Each record must appear in the answer exactly as given.

[Stored dataset items]
--------------------------------

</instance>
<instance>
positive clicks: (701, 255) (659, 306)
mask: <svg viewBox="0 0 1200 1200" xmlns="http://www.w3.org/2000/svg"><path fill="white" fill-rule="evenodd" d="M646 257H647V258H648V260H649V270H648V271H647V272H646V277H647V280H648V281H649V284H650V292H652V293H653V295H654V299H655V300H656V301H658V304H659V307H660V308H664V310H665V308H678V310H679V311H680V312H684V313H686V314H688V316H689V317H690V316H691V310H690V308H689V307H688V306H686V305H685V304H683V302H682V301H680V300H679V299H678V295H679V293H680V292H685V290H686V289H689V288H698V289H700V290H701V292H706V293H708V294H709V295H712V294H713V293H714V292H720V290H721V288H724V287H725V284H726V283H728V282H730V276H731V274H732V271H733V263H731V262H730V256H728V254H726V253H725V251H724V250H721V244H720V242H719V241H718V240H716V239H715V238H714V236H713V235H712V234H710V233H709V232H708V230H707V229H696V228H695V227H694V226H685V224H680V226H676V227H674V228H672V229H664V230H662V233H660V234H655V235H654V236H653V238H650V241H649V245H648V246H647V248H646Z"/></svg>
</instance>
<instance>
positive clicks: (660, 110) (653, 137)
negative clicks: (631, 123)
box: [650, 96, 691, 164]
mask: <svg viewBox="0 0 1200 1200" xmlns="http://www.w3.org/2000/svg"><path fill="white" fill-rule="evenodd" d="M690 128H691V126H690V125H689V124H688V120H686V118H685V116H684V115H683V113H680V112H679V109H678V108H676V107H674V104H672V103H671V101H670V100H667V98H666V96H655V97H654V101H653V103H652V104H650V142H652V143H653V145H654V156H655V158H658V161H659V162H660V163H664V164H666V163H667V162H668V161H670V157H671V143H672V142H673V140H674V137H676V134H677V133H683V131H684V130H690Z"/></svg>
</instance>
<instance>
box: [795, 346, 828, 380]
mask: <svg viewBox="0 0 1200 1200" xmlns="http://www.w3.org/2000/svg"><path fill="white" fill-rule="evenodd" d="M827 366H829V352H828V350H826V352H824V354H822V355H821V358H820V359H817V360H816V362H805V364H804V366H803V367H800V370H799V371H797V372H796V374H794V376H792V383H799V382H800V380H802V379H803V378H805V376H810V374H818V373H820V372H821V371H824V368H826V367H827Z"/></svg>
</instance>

--------------------------------

**WRITTEN RESPONSE:**
</instance>
<instance>
positive clicks: (701, 255) (659, 306)
mask: <svg viewBox="0 0 1200 1200" xmlns="http://www.w3.org/2000/svg"><path fill="white" fill-rule="evenodd" d="M646 257H647V258H648V260H649V270H648V271H647V272H646V277H647V280H648V281H649V284H650V292H652V293H653V295H654V299H655V300H656V301H658V304H659V307H660V308H664V310H665V308H678V310H679V311H680V312H684V313H686V314H688V316H689V317H690V316H691V310H690V308H689V307H688V306H686V305H685V304H683V302H682V301H680V300H679V299H678V295H679V293H680V292H685V290H686V289H689V288H698V289H700V290H701V292H706V293H708V294H709V295H712V294H713V293H714V292H720V290H721V288H724V287H725V284H726V283H728V282H730V276H731V274H732V271H733V263H731V262H730V256H728V254H726V253H725V251H724V250H721V244H720V242H719V241H718V240H716V239H715V238H714V236H713V235H712V234H710V233H709V232H708V230H707V229H696V228H695V227H694V226H685V224H680V226H676V227H674V228H672V229H664V230H662V233H660V234H655V235H654V236H653V238H650V241H649V245H648V246H647V248H646Z"/></svg>
</instance>
<instance>
positive clicks: (660, 110) (653, 137)
negative clicks: (631, 123)
box: [650, 96, 691, 164]
mask: <svg viewBox="0 0 1200 1200" xmlns="http://www.w3.org/2000/svg"><path fill="white" fill-rule="evenodd" d="M690 128H691V126H690V125H689V124H688V120H686V118H685V116H684V115H683V113H680V112H679V109H678V108H676V107H674V104H672V103H671V101H670V100H667V98H666V96H655V97H654V101H653V103H652V104H650V142H652V143H653V145H654V156H655V158H658V161H659V162H660V163H664V164H666V163H667V162H668V161H670V157H671V143H672V142H673V140H674V137H676V134H677V133H683V131H684V130H690Z"/></svg>
</instance>
<instance>
box: [795, 346, 828, 380]
mask: <svg viewBox="0 0 1200 1200" xmlns="http://www.w3.org/2000/svg"><path fill="white" fill-rule="evenodd" d="M827 366H829V352H828V350H826V352H824V354H822V355H821V358H820V359H817V360H816V362H805V364H804V366H803V367H800V370H799V371H797V372H796V374H794V376H792V383H799V382H800V380H802V379H803V378H805V376H810V374H818V373H820V372H821V371H824V368H826V367H827Z"/></svg>
</instance>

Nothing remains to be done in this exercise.